→ **SHORT PROBLEM**
Without the images, print all the entries below exactly as given.
::: THE INPUT
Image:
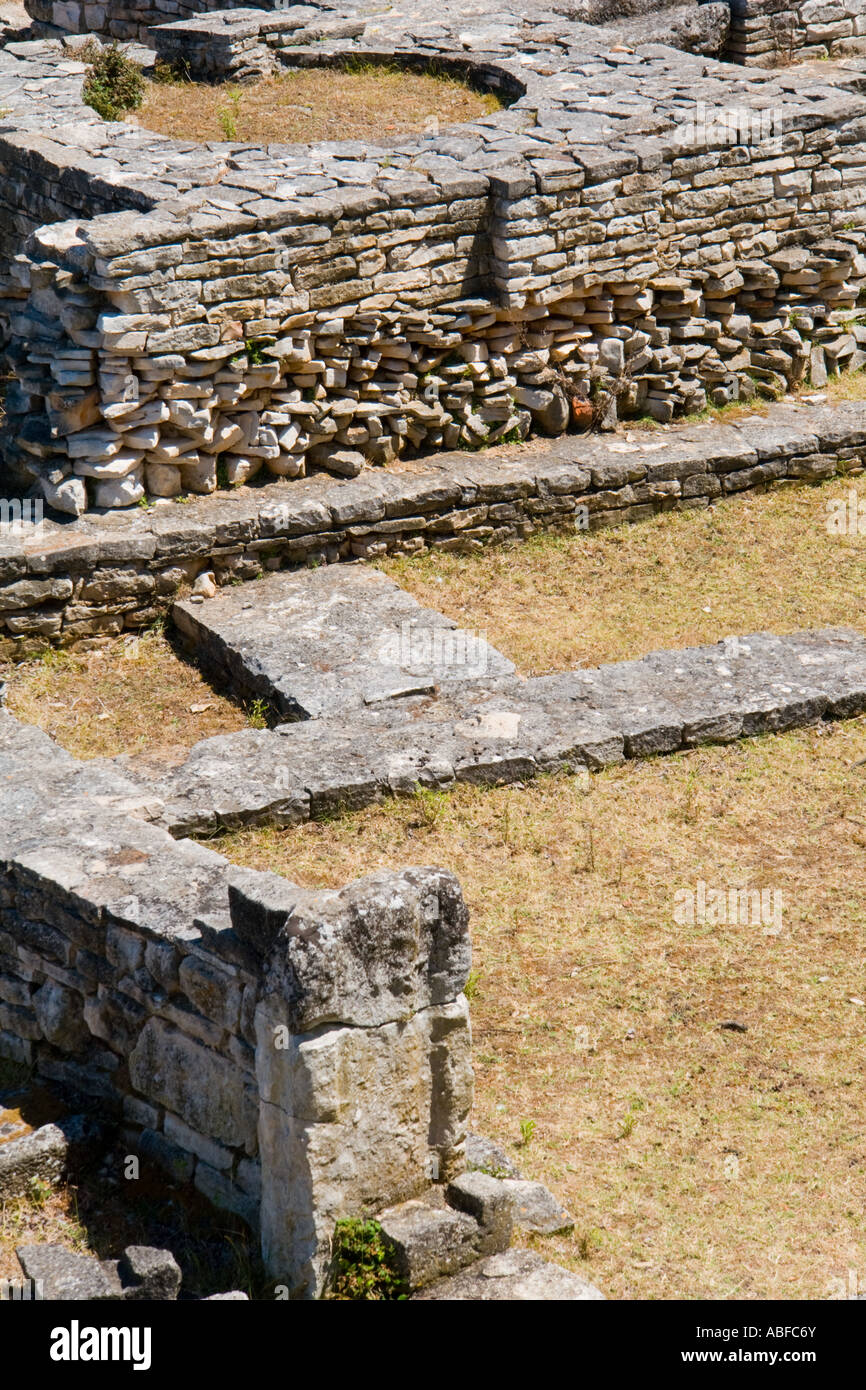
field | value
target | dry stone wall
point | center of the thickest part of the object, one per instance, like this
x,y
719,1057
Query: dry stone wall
x,y
120,18
91,581
635,234
776,32
298,1057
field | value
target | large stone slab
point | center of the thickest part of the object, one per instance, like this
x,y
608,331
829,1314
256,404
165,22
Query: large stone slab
x,y
517,729
324,641
517,1276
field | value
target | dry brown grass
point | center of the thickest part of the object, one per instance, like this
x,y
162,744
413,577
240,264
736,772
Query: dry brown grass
x,y
681,578
312,104
698,1162
132,695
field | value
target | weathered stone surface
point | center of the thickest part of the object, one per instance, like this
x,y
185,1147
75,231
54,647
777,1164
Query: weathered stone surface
x,y
535,1208
377,951
359,1116
577,719
427,1241
200,1086
489,1203
149,1273
141,1273
67,1276
325,641
517,1276
487,1157
39,1155
476,312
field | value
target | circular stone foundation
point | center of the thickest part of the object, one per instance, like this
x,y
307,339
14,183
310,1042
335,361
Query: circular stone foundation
x,y
310,104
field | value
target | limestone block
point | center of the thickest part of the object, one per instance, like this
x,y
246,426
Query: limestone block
x,y
195,1082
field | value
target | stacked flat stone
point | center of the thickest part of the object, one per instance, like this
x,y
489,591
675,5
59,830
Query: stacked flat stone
x,y
770,32
595,250
89,581
225,1019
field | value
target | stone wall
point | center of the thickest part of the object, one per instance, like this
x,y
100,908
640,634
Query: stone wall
x,y
121,18
182,350
634,234
243,1034
61,584
776,32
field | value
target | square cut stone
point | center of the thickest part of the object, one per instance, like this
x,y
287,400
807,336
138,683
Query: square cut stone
x,y
325,641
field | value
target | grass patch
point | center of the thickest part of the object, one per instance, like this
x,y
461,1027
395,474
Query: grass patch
x,y
701,1162
749,563
363,103
134,695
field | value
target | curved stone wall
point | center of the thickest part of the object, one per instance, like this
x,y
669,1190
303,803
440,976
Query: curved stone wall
x,y
638,232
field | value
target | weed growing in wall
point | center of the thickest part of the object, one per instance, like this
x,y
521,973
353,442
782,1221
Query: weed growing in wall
x,y
113,84
362,1268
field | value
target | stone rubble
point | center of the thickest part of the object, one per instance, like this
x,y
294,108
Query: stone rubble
x,y
324,641
95,578
513,731
640,231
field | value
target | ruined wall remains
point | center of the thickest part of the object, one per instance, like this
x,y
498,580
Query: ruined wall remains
x,y
123,20
331,310
298,1057
777,32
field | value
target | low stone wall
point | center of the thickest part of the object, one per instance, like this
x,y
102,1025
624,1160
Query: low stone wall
x,y
243,1033
777,32
92,580
121,18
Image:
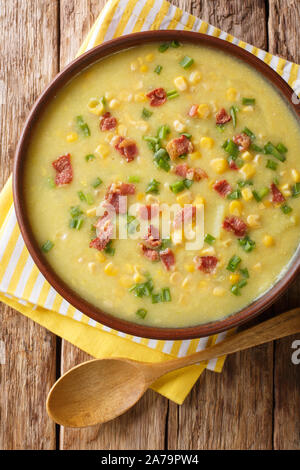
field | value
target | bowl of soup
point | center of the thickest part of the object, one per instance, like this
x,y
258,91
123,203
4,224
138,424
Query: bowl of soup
x,y
157,182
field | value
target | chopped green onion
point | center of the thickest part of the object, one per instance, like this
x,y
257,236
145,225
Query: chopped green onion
::::::
→ **REPLY TO THE TASK**
Image:
field | value
target | dry stone wall
point | center of the thickest part of the object, one per instance, like this
x,y
719,1057
Query: dry stone wall
x,y
120,18
91,581
635,234
776,32
298,1057
field | value
target | large stone slab
point | center of the thickest part of the object, one per instance, like this
x,y
608,331
829,1314
256,404
165,22
Query: large stone slab
x,y
517,729
324,641
517,1276
field | value
target | dry brown grass
point | center of the thickest part of the object, one per instance, like this
x,y
162,744
413,577
240,264
736,772
Query: dry brown grass
x,y
681,578
312,104
698,1162
132,695
field | value
target | weathered stone surface
point | center of the thickest part of the object, one per instance, like this
x,y
185,1147
75,231
54,647
777,1164
Query: weathered stone surface
x,y
535,1208
377,951
359,1116
577,719
427,1241
200,1086
489,1203
149,1273
141,1273
67,1276
325,641
517,1276
487,1157
39,1155
476,312
field | value
target | circular stone foundation
point | center of the thickest part of the object, one per instance, like this
x,y
307,339
14,183
310,1042
335,361
Query: circular stone foundation
x,y
310,104
field | value
target | limestone block
point | center of the thickest part of the object, one per instance, like this
x,y
246,426
Query: limestone block
x,y
195,1082
field | value
target | stacked flat stone
point | center of the thickest part of the object, one per instance, like this
x,y
489,591
675,5
59,830
Query: stacked flat stone
x,y
770,32
595,250
89,581
225,1019
field | value
target | stone wall
point | center of the thickest part of the object, one per instance, like this
x,y
100,908
640,634
Query: stone wall
x,y
121,18
182,350
634,234
243,1034
61,584
776,32
field | value
target | square cut stone
point | center of the thickest part of the object, one per instance, like this
x,y
287,400
807,336
138,683
Query: square cut stone
x,y
325,641
field | value
target | grass patch
point | center of the thickest part of the object, one per instance, like this
x,y
461,1027
395,474
Query: grass patch
x,y
701,1162
749,563
363,103
134,695
field | value
target | curved stone wall
point | center of the thickest part of the object, one per instance, like this
x,y
669,1190
303,803
440,976
Query: curved stone wall
x,y
638,232
field | value
target | weed growing in wall
point | center of the thickest part of the object, one per instance, like this
x,y
521,973
353,442
782,1221
Query: weed growing in wall
x,y
113,84
362,1268
field | value
target | stone rubble
point | center of the thickest part of the object, one per instance, like this
x,y
294,108
Query: stone rubble
x,y
324,641
95,578
513,731
640,231
field | value
target | ruined wall remains
point | center of the thickest part of the object, one per instance, like this
x,y
498,580
Query: ruined wall remains
x,y
123,20
331,310
298,1057
777,32
field | value
target | low stone wall
point | center of the thickest part of the object, one per instance, like this
x,y
102,1025
624,1160
Query: low stone wall
x,y
243,1033
777,32
92,580
121,18
Image:
field | value
target | bowl of soup
point | center of the thickest part of the object, one per instance, like this
x,y
258,91
123,203
4,224
138,424
Query: bowl of soup
x,y
157,182
field | value
target | chopped green onion
point | center of the thickest part of the object, one per instance, like this
x,y
257,236
145,225
Query: chopped green onion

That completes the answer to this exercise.